### Selected passage

────────

Dependency notation including the index URL

steve.dower · November 6, 2020, 10:43am

This seems like a very good option, and really shouldn’t require anything more than PEP 503 allowing a character (: works for me, and so would /) in package names, while PyPI disallows it. Much like how platform tags are treated. I don’t think there’s an issue with multiple prefixes per (private) index, nor collisions between prefixed packages.

Npm and Nuget have similar approaches for solving this issue.

Npm’s scopes basically match this proposal, with the additional feature that the package manager will let you specify at most one registry for each scope (with fallback to the default), so that if you use @mycompany/... you can restrict all consideration of these packages to only your private index. This also avoids sending web traffic to public servers, which may give away the names of private packages.

Nuget’s ID prefixes are reserved server-side, and only certain accounts are allowed to publish to them. This work great when coupled with code signing, such that only packages signed with a previously-submitted key are allowed to be published under that namespace. It also guarantees that private packages with that prefix cannot be published by someone who is not part of your organisation.

If our Python tools could support : in package names while PyPI blocks it, we could match npm very easily. That also leaves open the possibility of a Nuget-style server side permission for certain prefixes later on (maybe lease them out for extra revenue?), and I think it’s feasible to eventually support signature/publisher validation to those namespaces to offer some end-to-end confidence for users.

There’s no reason why the module names have to match the package name, and I think for this kind of namespacing they probably should not. There’s no need to enforce anything here, but I think it’s fine to have mycompany-requests lead to import requests. We already see plenty of (usually) non-malicious examples of this on PyPI.

However, where it could become confusing is if the “company” prefix becomes mixed with a legitimate namespace package. For example, we use azure as a traditional namespace package, but not all azure-* packages on PyPI contribute to it (I wish they did, but I don’t quite have the influence to win over every team, and certainly not the external people who publish with that in the name). Having azure::name for internal stuff and azure-name for public stuff seems like a good balance to me.

pradyunsg · November 6, 2020, 10:46am

Does pip not have to work with this?

More seriously, I wanna point that out since pip’s handling of requirement-names would likely need a decent chunk of work to allow for this.

────────

### Given data
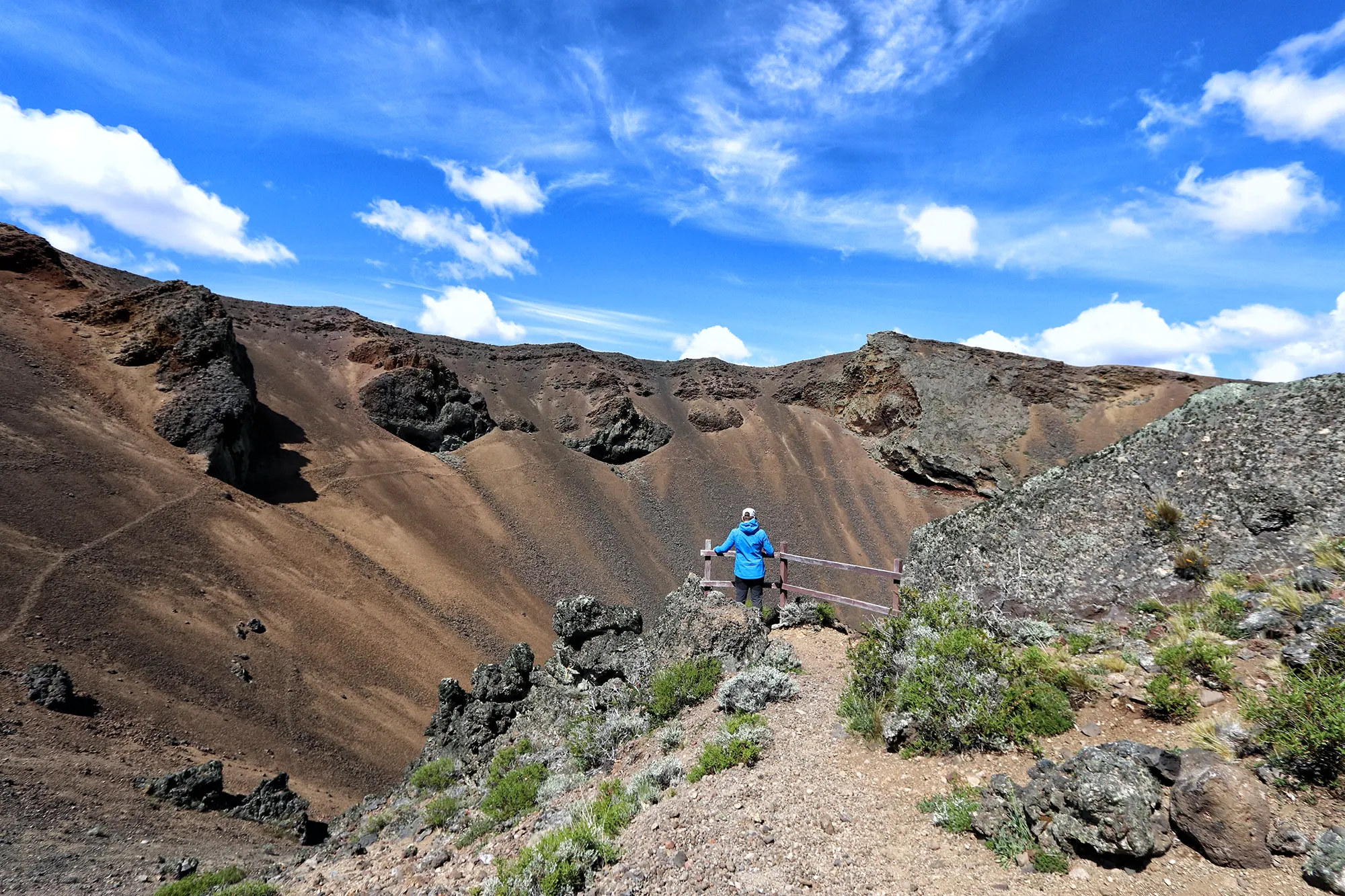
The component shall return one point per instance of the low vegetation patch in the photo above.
(739, 743)
(685, 684)
(1171, 698)
(939, 674)
(439, 774)
(227, 881)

────────

### Questions
1/ In the forum thread on dependency notation, what does npm let users specify for each scope?
2/ Extend the forum thread on dependency notation with the index URL, starting after its last post.

### Outputs by task
1/ At most one registry for each scope, with a fallback to the default.

2/
steve.dower · November 6, 2020, 10:47am

To stop normalising : to _, yeah. Is that really a big job? You’ve only got one normalisation function in there, right?

[Edit] But yes, pip, twine, etc. etc. have to work with it. I stopped listing tools off the top of my head when I remembered that we have a spec for it.

steve.dower · November 6, 2020, 11:08am

An additional thought here (which I think Paul Ganssle had first and I just didn’t get it): private index software could also have a configured prefix that they assume on any un-prefixed packages. So packages could be published to that index without the prefix in their actual name, but would be treated by the indexes as if they had it.

For example, I could set up steves-feed: as a prefix for my private index and then push requests to it without modification. In my requirements file, I specify steves-feed:requests which is not found on PyPI, but is found on my private index. Not having to force users to modify and rebuild packages to use a private copy makes this vastly more usable.

This is essentially the infrastructure-based equivalent of a lockfile. For those of us working in larger organisations, doing it in infrastructure is preferable over requiring each individual engineer to understand and apply the same concepts individually.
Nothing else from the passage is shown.